__INFORMATION GIVEN__
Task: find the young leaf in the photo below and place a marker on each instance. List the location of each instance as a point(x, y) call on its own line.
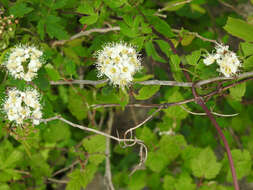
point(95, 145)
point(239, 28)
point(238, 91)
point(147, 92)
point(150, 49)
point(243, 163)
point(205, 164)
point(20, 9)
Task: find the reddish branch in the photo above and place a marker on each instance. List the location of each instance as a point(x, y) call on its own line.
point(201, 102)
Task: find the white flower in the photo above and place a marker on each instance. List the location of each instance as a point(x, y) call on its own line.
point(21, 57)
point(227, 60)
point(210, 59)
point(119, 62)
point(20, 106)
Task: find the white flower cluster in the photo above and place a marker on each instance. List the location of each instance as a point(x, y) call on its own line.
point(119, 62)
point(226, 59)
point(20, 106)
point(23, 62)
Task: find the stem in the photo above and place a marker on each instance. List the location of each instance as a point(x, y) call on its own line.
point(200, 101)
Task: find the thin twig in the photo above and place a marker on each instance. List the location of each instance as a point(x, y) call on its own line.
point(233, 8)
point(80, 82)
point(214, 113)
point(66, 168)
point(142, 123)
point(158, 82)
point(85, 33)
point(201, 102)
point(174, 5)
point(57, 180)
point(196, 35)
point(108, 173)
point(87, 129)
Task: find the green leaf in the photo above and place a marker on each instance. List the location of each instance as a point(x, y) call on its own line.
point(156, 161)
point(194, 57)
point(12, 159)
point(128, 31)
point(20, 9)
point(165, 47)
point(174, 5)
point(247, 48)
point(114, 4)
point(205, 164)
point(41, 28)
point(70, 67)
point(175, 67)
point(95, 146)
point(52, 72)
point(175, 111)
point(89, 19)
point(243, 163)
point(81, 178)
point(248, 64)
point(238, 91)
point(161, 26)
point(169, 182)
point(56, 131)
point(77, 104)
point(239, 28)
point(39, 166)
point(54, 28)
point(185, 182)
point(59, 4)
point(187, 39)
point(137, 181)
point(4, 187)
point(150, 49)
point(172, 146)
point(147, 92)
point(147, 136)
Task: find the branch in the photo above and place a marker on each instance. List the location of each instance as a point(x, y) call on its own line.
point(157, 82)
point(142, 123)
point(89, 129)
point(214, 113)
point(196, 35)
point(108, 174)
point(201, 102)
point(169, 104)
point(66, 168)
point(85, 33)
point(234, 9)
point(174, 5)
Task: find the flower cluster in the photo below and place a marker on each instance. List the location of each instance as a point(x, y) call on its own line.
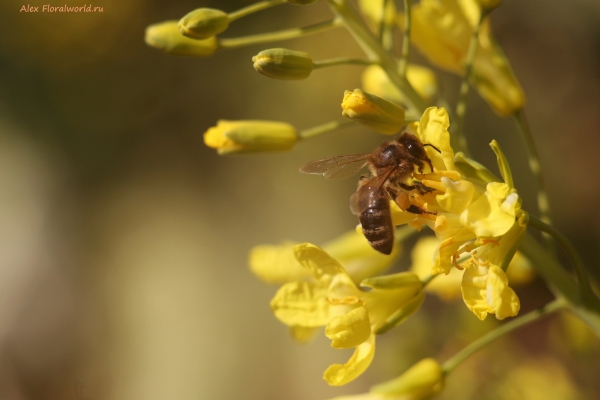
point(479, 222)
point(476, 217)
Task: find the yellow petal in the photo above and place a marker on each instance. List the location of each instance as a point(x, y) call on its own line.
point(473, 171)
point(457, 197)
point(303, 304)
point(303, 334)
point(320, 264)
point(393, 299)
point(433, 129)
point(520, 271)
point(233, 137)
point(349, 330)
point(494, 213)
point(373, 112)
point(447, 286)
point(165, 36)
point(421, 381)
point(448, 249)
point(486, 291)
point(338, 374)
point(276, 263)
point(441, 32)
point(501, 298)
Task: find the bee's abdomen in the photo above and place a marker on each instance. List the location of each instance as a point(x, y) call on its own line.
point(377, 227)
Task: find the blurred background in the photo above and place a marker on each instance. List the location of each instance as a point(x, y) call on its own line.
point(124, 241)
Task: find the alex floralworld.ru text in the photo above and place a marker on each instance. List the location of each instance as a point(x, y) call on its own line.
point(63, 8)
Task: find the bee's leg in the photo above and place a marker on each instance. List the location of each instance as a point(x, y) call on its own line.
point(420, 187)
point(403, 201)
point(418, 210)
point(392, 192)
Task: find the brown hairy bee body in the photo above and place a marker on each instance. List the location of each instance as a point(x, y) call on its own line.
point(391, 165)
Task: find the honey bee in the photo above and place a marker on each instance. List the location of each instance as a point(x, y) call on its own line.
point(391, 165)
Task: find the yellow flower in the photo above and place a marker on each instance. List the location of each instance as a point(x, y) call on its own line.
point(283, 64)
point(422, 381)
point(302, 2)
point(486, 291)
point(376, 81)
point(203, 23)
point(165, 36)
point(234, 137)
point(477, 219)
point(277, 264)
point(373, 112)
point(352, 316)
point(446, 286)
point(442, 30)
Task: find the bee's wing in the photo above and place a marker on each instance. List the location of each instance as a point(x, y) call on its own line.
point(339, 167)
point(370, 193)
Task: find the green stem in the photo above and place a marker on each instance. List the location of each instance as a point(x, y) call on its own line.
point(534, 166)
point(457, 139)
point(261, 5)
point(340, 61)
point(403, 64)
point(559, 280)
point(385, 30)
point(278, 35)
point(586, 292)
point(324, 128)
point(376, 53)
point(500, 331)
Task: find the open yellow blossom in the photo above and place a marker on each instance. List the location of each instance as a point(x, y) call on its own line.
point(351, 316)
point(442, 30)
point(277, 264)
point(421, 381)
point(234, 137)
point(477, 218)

__STATED EXERCISE__
Reproduce the lines from the row that contains "Task: find the open" through the last of the rows, changing "yellow" to "golden" and leaving everything else the same.

__COMPLETE OUTPUT__
Task: find the open golden blossom in the photo above and place a marker on each instance. List the location of each instance as a point(x, y) call on its own line.
point(351, 316)
point(442, 30)
point(277, 264)
point(421, 381)
point(234, 137)
point(477, 218)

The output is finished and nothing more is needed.